◆ What is needed ◆
Give again exactly the lines that run from the start of the records to the line holding "white towel on", both ends counted. Do not include the pictures.

(The data begins)

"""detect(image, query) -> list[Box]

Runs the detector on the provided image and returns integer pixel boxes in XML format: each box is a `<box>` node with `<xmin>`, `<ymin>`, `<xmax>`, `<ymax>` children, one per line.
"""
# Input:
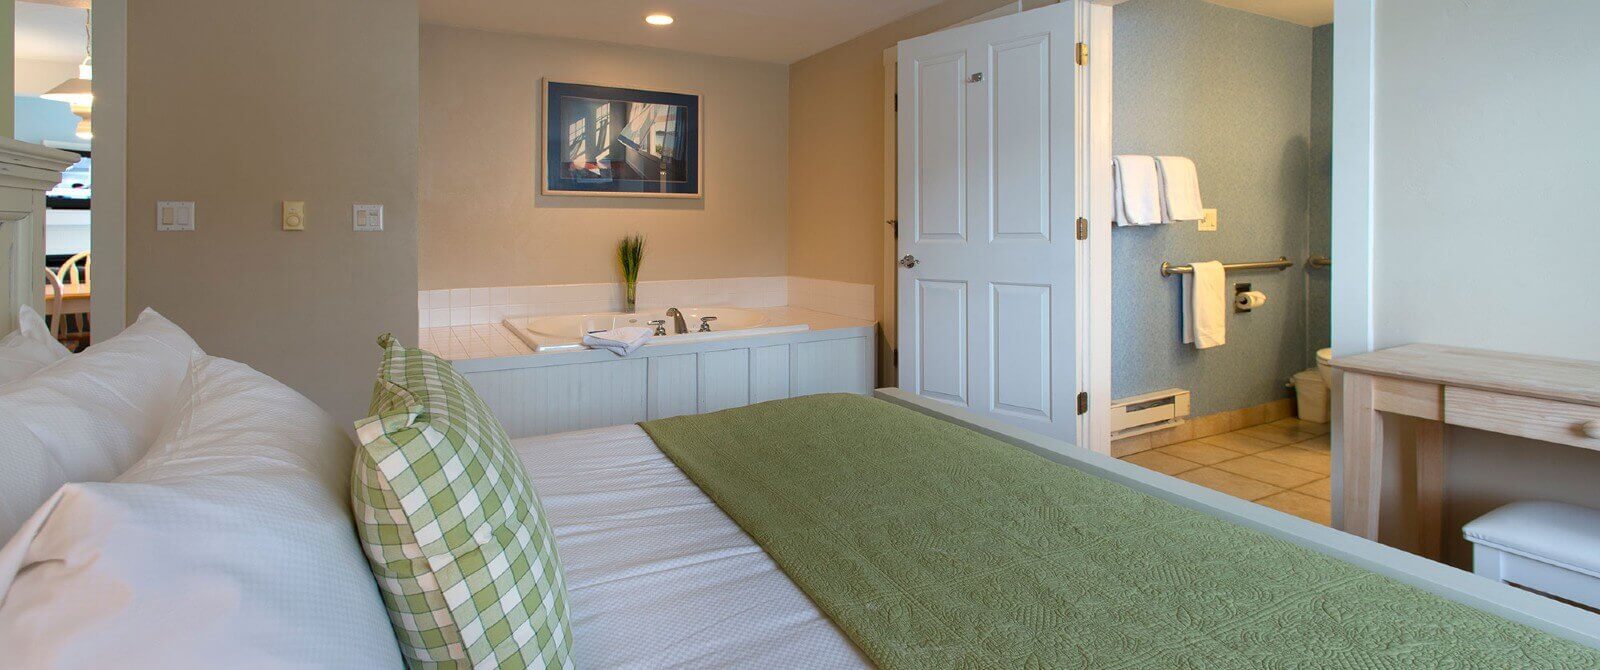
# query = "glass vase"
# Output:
<box><xmin>624</xmin><ymin>280</ymin><xmax>637</xmax><ymax>313</ymax></box>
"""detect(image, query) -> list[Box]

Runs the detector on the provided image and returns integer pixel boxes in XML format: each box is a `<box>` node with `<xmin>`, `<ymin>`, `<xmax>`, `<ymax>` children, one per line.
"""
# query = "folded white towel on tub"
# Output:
<box><xmin>1156</xmin><ymin>156</ymin><xmax>1205</xmax><ymax>222</ymax></box>
<box><xmin>583</xmin><ymin>327</ymin><xmax>654</xmax><ymax>357</ymax></box>
<box><xmin>1182</xmin><ymin>261</ymin><xmax>1226</xmax><ymax>349</ymax></box>
<box><xmin>1113</xmin><ymin>155</ymin><xmax>1165</xmax><ymax>226</ymax></box>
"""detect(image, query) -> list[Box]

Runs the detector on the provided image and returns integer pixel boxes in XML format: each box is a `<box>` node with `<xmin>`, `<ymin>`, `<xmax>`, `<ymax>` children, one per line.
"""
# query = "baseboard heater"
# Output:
<box><xmin>1111</xmin><ymin>388</ymin><xmax>1191</xmax><ymax>439</ymax></box>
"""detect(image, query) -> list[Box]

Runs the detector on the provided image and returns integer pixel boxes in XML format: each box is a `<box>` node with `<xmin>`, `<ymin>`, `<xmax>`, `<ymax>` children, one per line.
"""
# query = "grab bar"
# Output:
<box><xmin>1307</xmin><ymin>255</ymin><xmax>1332</xmax><ymax>269</ymax></box>
<box><xmin>1160</xmin><ymin>257</ymin><xmax>1292</xmax><ymax>278</ymax></box>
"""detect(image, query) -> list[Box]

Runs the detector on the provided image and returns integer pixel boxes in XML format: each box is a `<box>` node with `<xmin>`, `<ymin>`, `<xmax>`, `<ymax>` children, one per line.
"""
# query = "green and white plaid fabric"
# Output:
<box><xmin>352</xmin><ymin>334</ymin><xmax>573</xmax><ymax>669</ymax></box>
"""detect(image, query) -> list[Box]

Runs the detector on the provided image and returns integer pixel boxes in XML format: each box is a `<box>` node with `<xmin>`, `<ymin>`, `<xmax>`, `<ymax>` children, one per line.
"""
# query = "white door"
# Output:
<box><xmin>896</xmin><ymin>2</ymin><xmax>1082</xmax><ymax>444</ymax></box>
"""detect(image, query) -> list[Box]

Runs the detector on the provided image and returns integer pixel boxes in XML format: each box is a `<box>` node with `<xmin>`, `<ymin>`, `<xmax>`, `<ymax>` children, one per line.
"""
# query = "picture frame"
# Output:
<box><xmin>541</xmin><ymin>79</ymin><xmax>703</xmax><ymax>198</ymax></box>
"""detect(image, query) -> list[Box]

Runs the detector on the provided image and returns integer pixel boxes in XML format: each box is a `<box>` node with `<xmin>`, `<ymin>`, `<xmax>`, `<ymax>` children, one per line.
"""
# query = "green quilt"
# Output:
<box><xmin>640</xmin><ymin>394</ymin><xmax>1600</xmax><ymax>669</ymax></box>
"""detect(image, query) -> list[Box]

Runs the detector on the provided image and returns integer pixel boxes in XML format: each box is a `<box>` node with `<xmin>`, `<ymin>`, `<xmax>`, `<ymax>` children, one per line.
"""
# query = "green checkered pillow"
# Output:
<box><xmin>351</xmin><ymin>334</ymin><xmax>573</xmax><ymax>669</ymax></box>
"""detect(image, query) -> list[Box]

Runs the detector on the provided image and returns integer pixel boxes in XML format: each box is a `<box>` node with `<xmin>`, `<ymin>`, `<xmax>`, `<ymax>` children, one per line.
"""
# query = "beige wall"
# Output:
<box><xmin>126</xmin><ymin>0</ymin><xmax>420</xmax><ymax>424</ymax></box>
<box><xmin>787</xmin><ymin>0</ymin><xmax>1048</xmax><ymax>295</ymax></box>
<box><xmin>420</xmin><ymin>25</ymin><xmax>789</xmax><ymax>290</ymax></box>
<box><xmin>1372</xmin><ymin>0</ymin><xmax>1600</xmax><ymax>567</ymax></box>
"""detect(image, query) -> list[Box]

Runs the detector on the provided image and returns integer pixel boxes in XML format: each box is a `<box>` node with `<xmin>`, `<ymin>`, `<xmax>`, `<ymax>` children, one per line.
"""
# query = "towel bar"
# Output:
<box><xmin>1161</xmin><ymin>257</ymin><xmax>1292</xmax><ymax>278</ymax></box>
<box><xmin>1308</xmin><ymin>255</ymin><xmax>1332</xmax><ymax>269</ymax></box>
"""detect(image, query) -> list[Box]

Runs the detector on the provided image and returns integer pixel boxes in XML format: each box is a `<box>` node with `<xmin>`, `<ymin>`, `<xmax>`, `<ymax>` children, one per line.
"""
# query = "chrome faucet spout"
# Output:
<box><xmin>665</xmin><ymin>307</ymin><xmax>688</xmax><ymax>335</ymax></box>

(The data ends)

◆ Solution for this problem ◆
"""detect(image, query) -> list[Box]

Runs the detector on the provided image and returns integer pixel boxes in XML format: each box is a `<box>` node with `<xmin>`, `<ymin>`, `<xmax>`, `<ymax>` children, one per line.
"""
# Input:
# query = "glass vase"
# Output:
<box><xmin>624</xmin><ymin>280</ymin><xmax>637</xmax><ymax>313</ymax></box>
"""detect(image, query) -> list[Box]

Runs the detector on the provided image and returns integer pixel boxes in XML format: each box is a `<box>` node with `<xmin>`, `<ymin>`, `<xmax>`, `<ymax>` children, one per line.
"""
# query = "folded white towel on tub"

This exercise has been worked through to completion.